You are to retype exactly the line with "Where can the riverbank" and every line after it in the entries below.

START Records for the task

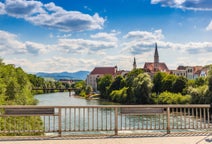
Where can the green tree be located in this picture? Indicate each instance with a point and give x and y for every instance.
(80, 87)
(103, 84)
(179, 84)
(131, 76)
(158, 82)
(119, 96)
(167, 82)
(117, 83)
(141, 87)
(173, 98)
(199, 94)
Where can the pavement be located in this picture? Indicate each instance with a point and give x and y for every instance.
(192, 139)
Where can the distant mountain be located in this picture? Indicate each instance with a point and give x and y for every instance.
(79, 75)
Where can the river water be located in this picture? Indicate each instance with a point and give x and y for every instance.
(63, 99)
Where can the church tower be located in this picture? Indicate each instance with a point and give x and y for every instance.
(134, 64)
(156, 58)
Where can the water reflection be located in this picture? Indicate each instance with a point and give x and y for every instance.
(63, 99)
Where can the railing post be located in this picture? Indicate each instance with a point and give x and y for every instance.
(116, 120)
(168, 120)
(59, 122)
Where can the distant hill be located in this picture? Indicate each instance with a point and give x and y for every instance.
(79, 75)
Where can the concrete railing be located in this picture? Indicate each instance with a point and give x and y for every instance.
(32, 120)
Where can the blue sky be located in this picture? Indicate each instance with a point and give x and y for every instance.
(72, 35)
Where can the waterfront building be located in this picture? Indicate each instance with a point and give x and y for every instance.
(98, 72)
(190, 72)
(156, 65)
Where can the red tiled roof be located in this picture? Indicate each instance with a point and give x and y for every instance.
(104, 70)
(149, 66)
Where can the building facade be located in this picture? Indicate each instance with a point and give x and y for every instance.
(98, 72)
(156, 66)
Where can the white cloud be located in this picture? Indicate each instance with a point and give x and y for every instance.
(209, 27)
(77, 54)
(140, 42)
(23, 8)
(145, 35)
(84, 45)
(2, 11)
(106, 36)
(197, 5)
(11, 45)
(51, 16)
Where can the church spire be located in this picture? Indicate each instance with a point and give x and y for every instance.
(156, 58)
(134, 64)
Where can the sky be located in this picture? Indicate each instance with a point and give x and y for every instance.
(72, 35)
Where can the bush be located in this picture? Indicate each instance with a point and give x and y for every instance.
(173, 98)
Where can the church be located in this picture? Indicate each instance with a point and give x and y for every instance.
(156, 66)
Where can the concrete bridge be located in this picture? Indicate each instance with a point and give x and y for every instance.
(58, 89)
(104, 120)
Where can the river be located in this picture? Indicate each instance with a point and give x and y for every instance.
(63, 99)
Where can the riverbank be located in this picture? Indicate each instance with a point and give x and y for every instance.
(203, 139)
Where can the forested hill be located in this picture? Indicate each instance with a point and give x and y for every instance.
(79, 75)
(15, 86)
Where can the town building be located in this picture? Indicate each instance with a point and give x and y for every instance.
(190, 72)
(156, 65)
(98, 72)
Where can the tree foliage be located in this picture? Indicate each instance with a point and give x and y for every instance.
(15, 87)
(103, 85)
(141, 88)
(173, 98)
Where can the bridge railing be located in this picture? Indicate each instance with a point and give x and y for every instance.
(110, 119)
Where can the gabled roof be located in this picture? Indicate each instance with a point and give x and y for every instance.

END Records for the task

## Result below
Where can the riverbank be located in this picture? Indicate each instance with a point and give x and y for every instance.
(203, 139)
Where can the forested hill be located in this picture? Indicate each instance with a point and give x and y for every instance.
(79, 75)
(15, 86)
Where can the town building be located in this picture? Indicate each instance with a point and give x and y for every instance.
(190, 72)
(156, 65)
(98, 72)
Where can the tree foliage be located in this picture? Indicate each instance with a point and give x and y for every instance.
(15, 87)
(103, 85)
(141, 88)
(173, 98)
Where can the bridge railing be located in this picture? Indicate each instance with a point and give x and y for every instance.
(110, 119)
Where can the gabled roof be located in this picture? Indicate each instance with a point and give x and y for every instance.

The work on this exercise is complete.